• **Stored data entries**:
++++++++++++++++++++

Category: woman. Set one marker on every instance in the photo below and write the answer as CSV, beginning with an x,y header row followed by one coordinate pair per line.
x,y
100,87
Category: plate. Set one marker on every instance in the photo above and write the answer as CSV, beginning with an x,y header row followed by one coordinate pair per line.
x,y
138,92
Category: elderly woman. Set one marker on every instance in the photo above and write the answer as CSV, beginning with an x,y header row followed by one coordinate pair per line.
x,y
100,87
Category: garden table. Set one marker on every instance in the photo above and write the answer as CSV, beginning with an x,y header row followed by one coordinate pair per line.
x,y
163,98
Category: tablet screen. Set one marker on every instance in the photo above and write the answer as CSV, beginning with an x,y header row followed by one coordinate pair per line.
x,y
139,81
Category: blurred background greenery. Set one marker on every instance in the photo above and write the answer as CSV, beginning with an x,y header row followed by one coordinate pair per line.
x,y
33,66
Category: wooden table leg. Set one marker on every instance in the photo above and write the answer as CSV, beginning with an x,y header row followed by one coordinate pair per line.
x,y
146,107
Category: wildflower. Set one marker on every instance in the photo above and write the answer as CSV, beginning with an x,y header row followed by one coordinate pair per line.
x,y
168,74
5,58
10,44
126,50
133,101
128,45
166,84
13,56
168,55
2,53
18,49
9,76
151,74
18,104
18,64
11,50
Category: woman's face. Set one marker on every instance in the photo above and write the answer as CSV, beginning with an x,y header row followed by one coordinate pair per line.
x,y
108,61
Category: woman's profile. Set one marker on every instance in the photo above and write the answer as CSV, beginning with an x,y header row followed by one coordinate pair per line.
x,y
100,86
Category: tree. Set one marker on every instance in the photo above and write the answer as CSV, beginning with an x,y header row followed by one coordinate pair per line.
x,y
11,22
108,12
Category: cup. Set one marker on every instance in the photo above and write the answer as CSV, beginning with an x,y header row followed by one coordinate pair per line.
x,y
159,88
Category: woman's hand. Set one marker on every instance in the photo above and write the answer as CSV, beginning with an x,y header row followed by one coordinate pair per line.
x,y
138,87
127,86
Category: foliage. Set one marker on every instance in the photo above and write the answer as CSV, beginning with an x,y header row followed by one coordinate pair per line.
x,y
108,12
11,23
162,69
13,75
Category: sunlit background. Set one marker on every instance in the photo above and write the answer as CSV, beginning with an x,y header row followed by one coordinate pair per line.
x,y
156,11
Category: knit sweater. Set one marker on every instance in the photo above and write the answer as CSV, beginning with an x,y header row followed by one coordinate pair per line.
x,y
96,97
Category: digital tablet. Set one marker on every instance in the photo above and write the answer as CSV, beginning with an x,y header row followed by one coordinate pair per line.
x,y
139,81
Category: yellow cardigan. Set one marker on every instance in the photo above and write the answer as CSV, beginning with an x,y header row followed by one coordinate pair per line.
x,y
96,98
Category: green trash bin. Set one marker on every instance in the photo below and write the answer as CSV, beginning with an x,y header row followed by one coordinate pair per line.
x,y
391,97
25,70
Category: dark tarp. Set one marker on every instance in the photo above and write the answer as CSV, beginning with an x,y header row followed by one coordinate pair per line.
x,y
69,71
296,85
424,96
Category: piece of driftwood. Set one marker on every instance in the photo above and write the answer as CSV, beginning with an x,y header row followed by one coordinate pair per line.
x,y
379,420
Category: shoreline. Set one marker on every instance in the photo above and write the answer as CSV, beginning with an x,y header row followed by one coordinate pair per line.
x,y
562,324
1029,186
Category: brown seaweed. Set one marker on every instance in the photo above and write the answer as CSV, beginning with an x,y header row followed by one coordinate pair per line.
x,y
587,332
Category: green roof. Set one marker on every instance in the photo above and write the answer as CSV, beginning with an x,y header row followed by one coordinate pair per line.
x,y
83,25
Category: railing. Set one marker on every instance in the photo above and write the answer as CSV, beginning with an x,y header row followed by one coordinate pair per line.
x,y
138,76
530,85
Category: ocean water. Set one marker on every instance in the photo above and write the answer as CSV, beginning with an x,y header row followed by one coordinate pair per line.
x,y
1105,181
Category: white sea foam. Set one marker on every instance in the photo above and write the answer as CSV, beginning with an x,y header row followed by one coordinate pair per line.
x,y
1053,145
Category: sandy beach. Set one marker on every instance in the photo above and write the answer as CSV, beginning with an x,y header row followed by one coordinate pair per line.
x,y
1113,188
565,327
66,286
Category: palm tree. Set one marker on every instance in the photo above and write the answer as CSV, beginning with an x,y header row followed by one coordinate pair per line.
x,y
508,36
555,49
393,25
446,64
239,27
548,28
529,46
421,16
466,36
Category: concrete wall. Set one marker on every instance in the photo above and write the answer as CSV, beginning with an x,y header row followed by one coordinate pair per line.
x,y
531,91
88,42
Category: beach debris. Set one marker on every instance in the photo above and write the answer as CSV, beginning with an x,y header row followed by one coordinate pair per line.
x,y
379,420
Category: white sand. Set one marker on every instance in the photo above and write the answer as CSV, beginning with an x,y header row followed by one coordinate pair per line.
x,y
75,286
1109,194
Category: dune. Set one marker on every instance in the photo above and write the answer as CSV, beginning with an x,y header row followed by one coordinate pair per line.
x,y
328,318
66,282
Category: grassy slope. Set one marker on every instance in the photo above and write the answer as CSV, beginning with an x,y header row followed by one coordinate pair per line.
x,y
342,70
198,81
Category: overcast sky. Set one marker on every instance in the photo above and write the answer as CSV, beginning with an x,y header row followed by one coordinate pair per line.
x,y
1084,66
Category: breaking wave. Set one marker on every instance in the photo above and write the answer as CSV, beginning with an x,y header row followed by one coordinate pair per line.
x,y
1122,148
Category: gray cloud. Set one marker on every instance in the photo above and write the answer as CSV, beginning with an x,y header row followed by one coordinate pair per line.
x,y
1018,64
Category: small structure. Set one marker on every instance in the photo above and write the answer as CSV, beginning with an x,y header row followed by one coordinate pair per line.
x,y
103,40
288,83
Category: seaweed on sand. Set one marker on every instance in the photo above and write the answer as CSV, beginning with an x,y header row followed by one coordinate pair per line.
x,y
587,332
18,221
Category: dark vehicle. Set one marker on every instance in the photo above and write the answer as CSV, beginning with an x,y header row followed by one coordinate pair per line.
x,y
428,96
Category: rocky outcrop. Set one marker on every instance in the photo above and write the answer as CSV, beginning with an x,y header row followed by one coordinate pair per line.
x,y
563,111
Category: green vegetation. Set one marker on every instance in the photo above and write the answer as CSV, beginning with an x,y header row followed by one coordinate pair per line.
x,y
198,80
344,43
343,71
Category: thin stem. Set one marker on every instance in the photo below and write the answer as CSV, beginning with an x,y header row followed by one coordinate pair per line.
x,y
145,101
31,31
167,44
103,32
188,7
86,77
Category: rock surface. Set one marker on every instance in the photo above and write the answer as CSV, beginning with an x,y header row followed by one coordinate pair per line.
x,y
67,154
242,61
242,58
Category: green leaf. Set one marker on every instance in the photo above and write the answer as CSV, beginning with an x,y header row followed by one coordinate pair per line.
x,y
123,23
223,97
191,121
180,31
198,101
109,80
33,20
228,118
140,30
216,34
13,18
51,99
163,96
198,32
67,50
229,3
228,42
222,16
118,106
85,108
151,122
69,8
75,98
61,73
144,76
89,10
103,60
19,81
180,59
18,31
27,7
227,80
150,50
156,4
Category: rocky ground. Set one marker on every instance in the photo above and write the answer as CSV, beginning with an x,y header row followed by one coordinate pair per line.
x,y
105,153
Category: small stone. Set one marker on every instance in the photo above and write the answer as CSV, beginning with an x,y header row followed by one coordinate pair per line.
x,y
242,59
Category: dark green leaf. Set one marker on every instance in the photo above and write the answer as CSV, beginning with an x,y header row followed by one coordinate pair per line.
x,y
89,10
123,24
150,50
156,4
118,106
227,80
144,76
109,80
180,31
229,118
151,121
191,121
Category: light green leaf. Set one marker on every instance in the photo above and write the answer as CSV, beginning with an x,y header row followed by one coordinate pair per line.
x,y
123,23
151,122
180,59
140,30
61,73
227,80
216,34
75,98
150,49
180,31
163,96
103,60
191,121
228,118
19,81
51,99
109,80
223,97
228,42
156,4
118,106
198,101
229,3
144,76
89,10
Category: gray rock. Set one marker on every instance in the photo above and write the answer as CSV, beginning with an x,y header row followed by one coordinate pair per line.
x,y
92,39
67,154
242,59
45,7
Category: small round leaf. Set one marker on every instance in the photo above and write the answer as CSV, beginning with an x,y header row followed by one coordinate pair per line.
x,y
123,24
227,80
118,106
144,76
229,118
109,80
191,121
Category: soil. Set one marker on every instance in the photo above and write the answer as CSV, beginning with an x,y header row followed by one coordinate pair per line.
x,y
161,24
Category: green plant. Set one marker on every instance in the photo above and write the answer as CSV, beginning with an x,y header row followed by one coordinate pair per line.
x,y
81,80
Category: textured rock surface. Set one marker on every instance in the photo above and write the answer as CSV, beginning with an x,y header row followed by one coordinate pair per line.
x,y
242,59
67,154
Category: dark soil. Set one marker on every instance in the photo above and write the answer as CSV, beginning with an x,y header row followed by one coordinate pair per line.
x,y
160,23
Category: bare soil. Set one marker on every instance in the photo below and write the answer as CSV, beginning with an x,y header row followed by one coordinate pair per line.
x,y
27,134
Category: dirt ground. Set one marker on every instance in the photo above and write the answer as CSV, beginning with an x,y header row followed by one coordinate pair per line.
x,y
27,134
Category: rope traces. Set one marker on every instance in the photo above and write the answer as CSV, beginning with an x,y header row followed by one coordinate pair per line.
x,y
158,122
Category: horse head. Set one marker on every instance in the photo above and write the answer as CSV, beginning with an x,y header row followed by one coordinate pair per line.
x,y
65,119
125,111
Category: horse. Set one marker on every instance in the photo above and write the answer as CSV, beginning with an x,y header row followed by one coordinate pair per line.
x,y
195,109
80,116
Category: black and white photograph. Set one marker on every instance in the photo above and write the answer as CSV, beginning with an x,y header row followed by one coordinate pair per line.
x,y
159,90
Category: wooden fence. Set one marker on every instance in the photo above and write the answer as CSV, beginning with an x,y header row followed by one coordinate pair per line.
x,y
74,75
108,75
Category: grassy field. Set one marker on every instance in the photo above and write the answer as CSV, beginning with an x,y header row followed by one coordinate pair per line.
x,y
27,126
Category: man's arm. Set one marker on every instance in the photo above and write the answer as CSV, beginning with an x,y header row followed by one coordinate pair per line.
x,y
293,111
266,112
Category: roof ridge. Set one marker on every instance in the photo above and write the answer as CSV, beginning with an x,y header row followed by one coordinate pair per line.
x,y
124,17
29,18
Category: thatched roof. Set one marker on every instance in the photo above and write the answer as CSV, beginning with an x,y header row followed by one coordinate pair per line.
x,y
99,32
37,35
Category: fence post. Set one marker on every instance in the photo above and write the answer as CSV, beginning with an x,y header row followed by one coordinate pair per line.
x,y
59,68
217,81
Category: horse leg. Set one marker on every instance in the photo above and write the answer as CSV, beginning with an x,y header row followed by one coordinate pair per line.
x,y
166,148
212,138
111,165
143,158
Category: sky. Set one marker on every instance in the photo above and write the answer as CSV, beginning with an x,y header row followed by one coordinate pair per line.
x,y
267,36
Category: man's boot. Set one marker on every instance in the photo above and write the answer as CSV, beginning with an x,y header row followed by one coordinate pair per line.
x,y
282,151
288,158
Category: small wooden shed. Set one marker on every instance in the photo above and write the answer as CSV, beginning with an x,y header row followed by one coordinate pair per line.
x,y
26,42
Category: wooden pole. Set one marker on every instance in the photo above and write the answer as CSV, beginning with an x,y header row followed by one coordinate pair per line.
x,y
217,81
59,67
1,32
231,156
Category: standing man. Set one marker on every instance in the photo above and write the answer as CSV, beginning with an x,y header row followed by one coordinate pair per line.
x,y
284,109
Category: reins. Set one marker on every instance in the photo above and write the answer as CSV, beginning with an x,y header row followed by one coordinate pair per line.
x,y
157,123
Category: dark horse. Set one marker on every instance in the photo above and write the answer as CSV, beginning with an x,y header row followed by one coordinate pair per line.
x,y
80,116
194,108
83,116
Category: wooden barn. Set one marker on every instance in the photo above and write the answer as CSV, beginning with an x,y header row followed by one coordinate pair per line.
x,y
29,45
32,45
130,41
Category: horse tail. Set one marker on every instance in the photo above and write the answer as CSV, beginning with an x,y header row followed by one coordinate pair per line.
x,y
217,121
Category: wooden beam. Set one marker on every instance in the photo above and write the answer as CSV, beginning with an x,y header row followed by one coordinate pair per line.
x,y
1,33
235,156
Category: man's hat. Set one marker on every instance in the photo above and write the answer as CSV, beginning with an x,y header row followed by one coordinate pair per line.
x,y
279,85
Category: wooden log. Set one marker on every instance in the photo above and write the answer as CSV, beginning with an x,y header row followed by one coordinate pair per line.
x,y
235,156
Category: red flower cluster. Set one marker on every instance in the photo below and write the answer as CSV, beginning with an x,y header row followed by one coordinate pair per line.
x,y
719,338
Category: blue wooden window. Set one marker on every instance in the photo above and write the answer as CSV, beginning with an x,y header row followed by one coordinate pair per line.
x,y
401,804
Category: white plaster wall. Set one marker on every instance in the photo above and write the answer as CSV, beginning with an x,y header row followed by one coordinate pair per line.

++++++++++++++++++++

• **Exercise directions**:
Word for word, repeat the lines from the one holding "Category: wooden beam." through the last line of the entries, both included.

• **Result of the exercise**:
Category: wooden beam. Set one marker on every instance in the photo above and write the answer as CSV, beginning with an x,y header row followed by one coordinate pair per line.
x,y
1,33
235,156
Category: man's hat. Set one marker on every instance in the photo above and write the answer as CSV, beginning with an x,y header row followed by one coordinate pair per line.
x,y
279,85
Category: wooden log. Set one marker on every instance in the photo above and write the answer as CSV, beginning with an x,y header row followed by one coordinate pair per line.
x,y
235,156
Category: red flower cluster. Set one marker on every instance in the photo below and write the answer as CSV, beginning with an x,y header row followed by one coordinate pair per line.
x,y
719,338
Category: blue wooden window. Set one marker on every instance in the photo above and write the answer as CSV, beginning with an x,y header row followed by one coordinate pair per line.
x,y
401,804
Category: white plaster wall. Set one marker on every instance in the photo above and write the answer as CSV, beginning with an x,y header row followed by one coordinate pair per line.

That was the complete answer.